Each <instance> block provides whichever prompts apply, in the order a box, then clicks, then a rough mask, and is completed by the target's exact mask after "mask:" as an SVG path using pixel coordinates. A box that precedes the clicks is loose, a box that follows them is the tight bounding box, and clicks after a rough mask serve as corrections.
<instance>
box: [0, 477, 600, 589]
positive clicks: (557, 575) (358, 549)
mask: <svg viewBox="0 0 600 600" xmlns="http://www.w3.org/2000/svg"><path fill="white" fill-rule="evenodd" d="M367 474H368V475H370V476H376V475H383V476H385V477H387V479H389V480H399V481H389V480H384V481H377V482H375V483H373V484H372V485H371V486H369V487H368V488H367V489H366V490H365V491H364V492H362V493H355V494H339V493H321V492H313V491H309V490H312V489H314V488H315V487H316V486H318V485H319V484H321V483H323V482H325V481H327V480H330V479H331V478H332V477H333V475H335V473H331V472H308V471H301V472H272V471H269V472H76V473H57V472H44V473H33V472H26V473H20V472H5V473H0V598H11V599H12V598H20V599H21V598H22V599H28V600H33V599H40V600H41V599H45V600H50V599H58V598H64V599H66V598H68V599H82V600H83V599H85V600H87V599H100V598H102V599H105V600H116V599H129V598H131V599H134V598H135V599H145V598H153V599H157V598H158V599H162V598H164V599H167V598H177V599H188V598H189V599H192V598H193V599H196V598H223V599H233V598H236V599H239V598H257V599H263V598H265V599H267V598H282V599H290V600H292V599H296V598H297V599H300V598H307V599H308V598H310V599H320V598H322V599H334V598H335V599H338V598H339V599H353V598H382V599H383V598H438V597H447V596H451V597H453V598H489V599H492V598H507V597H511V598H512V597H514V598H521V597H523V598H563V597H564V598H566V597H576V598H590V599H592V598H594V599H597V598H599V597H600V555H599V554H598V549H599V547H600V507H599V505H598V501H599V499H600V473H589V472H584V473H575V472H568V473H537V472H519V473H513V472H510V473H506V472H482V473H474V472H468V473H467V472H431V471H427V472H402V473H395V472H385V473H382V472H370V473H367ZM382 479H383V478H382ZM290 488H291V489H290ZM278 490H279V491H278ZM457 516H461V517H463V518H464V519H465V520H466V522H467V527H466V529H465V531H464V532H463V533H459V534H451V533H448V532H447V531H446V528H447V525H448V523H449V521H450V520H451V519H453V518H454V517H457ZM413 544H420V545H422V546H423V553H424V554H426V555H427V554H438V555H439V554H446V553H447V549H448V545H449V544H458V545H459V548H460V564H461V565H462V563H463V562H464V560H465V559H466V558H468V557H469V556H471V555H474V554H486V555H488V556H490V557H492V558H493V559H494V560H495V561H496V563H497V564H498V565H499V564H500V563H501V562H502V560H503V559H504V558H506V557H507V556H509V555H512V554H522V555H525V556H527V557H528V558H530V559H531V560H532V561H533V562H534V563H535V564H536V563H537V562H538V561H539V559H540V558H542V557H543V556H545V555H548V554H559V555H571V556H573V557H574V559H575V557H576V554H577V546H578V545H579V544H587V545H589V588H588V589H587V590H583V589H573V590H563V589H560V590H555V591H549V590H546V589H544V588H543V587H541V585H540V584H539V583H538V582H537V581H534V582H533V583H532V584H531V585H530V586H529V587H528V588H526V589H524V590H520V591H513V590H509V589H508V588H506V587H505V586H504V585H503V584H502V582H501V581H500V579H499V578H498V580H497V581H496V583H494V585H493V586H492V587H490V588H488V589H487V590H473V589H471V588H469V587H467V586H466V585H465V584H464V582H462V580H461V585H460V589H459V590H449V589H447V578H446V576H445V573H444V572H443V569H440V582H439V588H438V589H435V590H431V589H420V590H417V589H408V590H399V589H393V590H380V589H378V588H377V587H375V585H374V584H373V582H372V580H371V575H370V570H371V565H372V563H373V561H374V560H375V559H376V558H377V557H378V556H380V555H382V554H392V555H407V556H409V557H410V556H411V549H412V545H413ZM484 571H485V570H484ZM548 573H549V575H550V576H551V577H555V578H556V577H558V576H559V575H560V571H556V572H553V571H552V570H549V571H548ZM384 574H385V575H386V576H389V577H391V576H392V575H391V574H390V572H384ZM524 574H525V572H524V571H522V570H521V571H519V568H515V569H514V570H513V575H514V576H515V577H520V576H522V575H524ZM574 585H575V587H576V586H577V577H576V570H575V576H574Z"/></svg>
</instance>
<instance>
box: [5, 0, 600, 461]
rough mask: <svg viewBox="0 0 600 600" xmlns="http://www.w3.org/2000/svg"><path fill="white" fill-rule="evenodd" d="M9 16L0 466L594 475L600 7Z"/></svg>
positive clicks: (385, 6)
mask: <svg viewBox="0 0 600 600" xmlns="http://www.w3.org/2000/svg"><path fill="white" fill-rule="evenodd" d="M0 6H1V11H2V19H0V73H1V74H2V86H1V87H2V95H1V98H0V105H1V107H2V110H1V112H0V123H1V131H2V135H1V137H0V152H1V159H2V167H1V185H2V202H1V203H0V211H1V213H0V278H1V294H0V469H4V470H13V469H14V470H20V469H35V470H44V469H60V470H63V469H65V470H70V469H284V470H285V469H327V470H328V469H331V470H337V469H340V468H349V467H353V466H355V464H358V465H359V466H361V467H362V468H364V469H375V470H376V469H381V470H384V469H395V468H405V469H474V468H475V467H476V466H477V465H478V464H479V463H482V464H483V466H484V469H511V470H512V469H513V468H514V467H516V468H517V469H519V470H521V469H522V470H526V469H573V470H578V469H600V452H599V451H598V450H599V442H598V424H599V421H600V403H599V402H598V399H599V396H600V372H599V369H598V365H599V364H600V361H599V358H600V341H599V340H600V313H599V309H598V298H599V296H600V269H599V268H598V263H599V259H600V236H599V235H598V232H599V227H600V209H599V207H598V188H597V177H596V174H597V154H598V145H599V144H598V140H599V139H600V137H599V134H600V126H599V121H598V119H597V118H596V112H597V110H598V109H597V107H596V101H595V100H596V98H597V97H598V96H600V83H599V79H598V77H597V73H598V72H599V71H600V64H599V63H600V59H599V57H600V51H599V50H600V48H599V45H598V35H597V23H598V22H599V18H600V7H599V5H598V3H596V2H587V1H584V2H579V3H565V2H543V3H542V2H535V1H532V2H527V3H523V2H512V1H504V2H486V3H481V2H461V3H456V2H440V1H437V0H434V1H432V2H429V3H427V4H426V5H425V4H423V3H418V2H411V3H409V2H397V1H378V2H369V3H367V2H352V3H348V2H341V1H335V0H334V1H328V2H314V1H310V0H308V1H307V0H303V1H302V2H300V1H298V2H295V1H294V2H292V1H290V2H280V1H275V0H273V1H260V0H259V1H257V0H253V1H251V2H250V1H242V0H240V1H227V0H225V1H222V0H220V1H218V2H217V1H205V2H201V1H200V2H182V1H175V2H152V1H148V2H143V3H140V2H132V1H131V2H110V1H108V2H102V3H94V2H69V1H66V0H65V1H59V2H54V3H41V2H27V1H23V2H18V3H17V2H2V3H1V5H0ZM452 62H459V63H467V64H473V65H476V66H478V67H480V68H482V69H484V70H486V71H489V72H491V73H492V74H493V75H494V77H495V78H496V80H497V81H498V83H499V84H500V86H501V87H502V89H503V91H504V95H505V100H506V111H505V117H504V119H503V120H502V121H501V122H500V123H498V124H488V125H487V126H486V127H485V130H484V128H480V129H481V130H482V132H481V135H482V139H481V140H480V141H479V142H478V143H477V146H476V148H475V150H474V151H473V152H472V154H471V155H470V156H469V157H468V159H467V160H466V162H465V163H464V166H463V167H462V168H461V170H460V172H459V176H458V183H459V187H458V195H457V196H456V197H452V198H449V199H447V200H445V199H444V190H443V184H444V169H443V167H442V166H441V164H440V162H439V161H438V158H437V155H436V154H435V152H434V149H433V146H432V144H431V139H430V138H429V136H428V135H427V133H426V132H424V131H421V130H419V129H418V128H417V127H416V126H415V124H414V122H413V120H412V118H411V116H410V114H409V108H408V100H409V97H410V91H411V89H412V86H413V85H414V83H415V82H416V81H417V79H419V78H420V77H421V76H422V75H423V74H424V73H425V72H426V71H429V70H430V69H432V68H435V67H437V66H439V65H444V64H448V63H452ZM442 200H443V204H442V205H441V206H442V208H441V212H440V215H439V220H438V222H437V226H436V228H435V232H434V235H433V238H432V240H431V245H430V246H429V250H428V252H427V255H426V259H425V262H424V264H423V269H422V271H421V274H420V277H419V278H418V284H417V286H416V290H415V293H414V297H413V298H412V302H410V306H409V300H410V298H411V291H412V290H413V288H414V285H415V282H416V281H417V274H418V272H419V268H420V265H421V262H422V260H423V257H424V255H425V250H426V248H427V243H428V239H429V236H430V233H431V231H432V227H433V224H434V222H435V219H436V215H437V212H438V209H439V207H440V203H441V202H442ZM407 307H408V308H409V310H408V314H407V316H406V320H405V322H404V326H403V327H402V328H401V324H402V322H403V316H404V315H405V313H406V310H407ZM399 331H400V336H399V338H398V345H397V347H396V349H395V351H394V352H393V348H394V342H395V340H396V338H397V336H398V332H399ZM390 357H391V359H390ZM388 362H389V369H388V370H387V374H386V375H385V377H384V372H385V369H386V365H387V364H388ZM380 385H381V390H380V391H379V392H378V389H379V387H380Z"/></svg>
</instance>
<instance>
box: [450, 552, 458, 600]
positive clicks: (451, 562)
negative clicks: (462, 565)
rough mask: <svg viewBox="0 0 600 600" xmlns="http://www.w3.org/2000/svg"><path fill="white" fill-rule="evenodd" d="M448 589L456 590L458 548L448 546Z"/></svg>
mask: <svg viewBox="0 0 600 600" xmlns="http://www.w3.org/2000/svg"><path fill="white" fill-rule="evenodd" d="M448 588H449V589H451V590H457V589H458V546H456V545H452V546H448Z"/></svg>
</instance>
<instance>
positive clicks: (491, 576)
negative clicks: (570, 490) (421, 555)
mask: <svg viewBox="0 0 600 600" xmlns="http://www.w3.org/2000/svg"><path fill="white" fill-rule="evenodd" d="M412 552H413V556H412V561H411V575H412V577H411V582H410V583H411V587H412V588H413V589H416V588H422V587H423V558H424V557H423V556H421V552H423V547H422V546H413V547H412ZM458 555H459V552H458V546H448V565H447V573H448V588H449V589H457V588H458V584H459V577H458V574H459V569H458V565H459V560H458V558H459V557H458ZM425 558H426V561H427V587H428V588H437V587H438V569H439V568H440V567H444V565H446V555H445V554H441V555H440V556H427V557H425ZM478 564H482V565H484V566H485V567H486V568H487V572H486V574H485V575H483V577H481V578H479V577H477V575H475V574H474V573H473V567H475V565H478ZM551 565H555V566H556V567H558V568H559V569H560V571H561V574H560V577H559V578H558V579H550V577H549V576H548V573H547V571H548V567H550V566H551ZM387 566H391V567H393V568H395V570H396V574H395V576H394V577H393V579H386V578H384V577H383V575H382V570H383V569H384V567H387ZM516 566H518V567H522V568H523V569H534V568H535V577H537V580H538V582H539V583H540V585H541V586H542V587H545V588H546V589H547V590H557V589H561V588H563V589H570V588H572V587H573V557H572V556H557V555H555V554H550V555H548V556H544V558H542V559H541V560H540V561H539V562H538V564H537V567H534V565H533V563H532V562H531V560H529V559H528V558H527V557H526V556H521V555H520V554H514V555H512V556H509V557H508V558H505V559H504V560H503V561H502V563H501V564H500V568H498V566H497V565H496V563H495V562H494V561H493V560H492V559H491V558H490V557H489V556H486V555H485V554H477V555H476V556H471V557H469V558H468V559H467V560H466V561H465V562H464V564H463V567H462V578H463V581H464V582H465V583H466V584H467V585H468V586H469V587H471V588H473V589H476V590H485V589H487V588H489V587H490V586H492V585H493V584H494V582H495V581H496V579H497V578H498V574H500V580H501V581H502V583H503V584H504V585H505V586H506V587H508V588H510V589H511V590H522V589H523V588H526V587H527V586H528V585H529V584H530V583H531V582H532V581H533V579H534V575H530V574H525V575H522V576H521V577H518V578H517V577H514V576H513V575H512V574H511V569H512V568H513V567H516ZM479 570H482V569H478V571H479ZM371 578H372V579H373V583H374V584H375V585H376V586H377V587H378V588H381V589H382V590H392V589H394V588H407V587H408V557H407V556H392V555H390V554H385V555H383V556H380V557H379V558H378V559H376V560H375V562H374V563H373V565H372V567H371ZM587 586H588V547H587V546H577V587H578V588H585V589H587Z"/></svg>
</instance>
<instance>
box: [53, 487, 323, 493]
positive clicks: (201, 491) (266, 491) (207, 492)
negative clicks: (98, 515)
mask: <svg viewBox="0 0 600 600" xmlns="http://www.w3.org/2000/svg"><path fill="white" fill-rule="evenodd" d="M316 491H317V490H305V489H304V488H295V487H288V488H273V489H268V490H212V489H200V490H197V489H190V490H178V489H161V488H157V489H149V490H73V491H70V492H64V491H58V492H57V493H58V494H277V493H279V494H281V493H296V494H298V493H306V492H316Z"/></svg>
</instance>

Directions: Please go through the listing above and pull out each line that contains the word "clicks". Copy those lines in full.

Solution to the problem:
Each <instance> block provides whichever prompts apply, in the order a box, then clicks, then a rough mask, and is completed by the target's exact mask after "mask:" as an SVG path using pixel coordinates. A box that precedes the clicks is loose, a box that follows them is the tight bounding box, and clicks after a rough mask serve as corrections.
positive clicks: (557, 575) (358, 549)
positive clicks: (385, 6)
positive clicks: (451, 562)
negative clicks: (462, 565)
positive clicks: (491, 576)
negative clicks: (570, 490) (421, 555)
positive clicks: (201, 491) (266, 491) (207, 492)
negative clicks: (98, 515)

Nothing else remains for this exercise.